EXERCISE DETAILS: Return, word for word, the lines of the listing below from the one with "Target: market stall" through the one with "[[13, 99], [122, 55]]", and no other lines.

RECORDS FOR THIS TASK:
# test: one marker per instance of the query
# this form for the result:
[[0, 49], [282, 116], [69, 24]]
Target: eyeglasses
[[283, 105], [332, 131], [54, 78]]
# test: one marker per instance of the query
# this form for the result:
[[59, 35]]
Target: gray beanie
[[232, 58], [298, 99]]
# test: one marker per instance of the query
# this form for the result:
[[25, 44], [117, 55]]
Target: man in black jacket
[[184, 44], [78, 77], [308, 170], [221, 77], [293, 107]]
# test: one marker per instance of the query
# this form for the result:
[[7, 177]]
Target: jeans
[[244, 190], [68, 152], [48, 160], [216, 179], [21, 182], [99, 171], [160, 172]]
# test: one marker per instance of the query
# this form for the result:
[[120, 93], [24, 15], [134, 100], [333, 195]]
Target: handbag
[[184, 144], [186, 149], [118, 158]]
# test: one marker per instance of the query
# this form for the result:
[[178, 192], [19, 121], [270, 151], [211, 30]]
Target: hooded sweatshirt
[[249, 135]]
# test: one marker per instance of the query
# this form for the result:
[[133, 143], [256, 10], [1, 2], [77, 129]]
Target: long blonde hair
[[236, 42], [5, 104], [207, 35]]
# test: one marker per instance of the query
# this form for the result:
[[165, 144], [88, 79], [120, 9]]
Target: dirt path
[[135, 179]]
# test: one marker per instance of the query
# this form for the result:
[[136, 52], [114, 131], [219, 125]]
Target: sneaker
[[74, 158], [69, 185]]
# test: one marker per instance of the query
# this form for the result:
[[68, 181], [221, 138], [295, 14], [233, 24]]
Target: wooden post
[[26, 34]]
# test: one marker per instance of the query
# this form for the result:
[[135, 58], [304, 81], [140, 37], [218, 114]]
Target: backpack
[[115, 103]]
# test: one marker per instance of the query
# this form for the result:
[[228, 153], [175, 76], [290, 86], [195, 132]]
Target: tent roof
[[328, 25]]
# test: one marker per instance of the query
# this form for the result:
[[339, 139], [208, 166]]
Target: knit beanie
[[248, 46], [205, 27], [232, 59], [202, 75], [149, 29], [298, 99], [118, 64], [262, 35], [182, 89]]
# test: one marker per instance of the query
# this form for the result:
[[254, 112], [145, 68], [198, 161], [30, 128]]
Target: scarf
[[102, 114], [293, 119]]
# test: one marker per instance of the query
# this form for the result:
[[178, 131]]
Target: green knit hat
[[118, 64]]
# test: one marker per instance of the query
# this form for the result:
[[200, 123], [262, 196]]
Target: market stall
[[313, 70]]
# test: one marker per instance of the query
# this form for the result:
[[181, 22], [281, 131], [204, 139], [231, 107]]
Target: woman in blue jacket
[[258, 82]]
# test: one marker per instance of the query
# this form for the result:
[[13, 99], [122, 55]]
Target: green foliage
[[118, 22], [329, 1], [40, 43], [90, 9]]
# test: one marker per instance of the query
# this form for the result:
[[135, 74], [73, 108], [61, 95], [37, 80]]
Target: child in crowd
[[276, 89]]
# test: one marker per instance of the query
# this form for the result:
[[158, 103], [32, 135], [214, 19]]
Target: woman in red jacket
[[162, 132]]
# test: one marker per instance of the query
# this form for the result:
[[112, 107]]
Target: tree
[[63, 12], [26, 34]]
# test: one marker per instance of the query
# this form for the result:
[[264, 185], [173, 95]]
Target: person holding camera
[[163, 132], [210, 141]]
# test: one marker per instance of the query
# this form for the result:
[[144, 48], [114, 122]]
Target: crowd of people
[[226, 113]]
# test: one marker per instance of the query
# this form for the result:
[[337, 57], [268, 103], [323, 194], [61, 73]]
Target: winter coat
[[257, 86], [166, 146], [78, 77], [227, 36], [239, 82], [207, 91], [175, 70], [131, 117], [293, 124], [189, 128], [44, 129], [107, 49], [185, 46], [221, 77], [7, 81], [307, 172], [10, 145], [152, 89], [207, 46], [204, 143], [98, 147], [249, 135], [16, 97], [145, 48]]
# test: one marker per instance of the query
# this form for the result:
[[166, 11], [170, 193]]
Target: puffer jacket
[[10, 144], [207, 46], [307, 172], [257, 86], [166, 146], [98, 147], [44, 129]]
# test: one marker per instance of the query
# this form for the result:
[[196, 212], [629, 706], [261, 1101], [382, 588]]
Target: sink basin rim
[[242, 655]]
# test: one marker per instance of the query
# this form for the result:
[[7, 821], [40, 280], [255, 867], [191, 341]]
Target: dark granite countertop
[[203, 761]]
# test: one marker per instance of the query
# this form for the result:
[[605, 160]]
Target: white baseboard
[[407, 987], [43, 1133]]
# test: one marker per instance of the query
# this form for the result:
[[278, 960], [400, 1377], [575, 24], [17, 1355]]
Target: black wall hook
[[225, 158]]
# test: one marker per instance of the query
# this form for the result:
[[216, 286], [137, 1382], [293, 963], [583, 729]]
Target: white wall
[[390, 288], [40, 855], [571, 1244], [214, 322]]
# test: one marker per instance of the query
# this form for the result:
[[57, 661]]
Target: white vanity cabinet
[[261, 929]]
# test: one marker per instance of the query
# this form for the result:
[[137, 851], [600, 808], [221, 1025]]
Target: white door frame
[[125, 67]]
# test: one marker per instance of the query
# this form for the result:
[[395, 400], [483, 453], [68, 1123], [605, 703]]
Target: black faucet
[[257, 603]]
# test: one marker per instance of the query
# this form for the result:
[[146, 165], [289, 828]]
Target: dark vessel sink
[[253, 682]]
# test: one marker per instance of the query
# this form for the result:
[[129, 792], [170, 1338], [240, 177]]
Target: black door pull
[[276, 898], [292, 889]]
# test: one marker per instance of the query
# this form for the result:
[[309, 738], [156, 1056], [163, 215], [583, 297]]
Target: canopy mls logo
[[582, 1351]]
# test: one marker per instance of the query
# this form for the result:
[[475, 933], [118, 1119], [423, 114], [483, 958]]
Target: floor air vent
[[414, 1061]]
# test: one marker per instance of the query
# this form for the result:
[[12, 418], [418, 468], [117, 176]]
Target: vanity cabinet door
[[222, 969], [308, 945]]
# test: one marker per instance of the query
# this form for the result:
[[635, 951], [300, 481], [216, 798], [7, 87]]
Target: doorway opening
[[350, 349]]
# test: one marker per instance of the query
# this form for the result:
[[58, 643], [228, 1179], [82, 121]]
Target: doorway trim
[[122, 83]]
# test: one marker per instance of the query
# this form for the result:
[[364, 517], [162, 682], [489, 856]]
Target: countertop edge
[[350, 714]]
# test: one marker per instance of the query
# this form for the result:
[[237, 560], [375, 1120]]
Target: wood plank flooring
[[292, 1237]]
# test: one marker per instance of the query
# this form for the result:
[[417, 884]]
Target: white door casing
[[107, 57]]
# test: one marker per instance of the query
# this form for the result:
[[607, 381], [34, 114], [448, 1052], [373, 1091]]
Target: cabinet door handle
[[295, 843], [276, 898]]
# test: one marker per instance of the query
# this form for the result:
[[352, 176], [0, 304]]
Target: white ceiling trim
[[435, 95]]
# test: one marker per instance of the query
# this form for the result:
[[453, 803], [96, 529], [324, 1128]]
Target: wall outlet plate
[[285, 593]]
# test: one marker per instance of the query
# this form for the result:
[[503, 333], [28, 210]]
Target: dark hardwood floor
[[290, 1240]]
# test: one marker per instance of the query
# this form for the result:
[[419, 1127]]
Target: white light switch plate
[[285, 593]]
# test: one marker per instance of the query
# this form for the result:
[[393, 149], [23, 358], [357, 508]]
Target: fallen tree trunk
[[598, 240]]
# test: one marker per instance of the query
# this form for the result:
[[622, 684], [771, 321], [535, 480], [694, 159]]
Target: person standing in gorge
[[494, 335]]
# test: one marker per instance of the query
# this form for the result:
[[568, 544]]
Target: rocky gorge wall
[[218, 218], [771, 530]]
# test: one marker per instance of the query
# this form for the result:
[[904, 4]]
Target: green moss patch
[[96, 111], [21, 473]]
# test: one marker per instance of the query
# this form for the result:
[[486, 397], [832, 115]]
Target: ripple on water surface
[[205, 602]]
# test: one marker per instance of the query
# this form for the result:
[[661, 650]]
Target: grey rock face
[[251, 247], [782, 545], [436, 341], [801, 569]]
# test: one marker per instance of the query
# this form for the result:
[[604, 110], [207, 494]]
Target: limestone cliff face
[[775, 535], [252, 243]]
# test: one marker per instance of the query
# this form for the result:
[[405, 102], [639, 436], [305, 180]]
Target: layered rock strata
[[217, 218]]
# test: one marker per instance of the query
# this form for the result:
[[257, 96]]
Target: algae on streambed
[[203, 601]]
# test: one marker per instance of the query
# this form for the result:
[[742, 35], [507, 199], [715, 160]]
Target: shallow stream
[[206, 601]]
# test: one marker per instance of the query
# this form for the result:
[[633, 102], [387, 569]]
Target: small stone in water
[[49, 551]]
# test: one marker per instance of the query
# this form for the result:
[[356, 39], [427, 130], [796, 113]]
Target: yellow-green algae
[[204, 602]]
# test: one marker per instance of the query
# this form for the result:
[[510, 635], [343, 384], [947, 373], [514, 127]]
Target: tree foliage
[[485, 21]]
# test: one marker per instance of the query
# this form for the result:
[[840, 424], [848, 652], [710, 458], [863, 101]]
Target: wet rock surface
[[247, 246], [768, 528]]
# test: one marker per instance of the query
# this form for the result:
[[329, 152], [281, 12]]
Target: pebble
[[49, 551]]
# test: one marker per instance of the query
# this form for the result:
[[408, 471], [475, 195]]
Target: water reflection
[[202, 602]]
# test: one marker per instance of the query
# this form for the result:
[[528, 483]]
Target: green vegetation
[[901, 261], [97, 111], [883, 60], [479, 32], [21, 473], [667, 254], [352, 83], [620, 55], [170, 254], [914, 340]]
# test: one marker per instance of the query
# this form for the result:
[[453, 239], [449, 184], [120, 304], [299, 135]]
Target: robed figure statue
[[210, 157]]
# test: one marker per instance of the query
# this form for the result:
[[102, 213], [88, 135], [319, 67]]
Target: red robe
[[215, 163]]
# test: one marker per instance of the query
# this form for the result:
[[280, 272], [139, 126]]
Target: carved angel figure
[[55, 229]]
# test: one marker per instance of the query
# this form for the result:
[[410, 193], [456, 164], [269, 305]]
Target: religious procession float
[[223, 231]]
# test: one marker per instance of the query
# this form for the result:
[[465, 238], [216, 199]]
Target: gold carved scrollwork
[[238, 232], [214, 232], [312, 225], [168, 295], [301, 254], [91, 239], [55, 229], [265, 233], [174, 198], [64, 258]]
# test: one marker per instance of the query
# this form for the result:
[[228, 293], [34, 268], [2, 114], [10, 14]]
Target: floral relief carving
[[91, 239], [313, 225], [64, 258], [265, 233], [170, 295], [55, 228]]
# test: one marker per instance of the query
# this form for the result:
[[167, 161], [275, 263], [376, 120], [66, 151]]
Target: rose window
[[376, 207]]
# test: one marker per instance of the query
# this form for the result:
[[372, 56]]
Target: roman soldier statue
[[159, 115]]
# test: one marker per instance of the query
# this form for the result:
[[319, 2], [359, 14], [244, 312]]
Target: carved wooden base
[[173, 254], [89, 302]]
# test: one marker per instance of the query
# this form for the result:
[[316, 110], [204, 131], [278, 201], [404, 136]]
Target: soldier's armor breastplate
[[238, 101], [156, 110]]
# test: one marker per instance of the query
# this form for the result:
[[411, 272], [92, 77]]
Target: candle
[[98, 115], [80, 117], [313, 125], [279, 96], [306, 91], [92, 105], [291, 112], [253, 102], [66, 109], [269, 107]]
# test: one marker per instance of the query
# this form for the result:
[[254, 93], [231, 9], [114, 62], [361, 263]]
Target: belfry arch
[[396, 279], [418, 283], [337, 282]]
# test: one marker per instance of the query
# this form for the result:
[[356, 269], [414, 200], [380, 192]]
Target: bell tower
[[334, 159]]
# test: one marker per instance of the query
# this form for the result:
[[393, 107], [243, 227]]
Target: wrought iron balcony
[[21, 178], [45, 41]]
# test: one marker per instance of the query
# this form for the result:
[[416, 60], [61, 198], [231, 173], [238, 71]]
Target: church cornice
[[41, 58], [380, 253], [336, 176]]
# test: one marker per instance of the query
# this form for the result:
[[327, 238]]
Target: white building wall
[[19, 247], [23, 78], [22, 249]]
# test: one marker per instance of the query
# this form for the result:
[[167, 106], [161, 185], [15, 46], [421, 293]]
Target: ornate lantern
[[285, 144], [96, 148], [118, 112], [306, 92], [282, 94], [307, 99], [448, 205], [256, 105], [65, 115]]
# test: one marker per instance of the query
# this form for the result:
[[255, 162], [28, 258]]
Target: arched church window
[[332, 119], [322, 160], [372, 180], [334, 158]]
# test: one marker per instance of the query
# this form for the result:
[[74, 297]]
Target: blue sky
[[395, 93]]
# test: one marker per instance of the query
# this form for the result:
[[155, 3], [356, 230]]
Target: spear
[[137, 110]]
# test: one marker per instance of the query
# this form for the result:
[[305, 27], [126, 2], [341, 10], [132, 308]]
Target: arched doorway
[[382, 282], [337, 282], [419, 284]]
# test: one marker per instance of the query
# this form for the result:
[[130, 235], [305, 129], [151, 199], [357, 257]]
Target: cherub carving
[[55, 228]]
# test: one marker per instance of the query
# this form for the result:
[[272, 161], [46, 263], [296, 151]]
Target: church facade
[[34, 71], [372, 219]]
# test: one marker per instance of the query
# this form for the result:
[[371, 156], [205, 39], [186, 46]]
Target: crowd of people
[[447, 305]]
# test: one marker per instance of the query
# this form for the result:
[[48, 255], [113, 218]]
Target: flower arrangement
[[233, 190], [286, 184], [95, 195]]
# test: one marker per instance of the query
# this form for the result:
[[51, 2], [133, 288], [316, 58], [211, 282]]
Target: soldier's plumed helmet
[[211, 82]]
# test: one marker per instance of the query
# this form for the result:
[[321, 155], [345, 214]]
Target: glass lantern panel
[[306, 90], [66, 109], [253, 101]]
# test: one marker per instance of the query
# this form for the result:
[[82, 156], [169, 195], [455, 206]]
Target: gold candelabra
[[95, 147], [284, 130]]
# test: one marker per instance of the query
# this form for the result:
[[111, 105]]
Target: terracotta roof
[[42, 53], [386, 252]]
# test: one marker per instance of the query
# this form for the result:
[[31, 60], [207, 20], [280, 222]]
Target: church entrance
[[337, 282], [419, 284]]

WRITTEN ANSWER:
Target: market stall
[[313, 70]]
# test: one marker per instance of the query
# this form for the result:
[[181, 22], [281, 131], [204, 139], [231, 107]]
Target: woman in blue jacket
[[258, 82]]
# test: one marker per instance of the query
# this form for the result:
[[13, 99], [122, 55]]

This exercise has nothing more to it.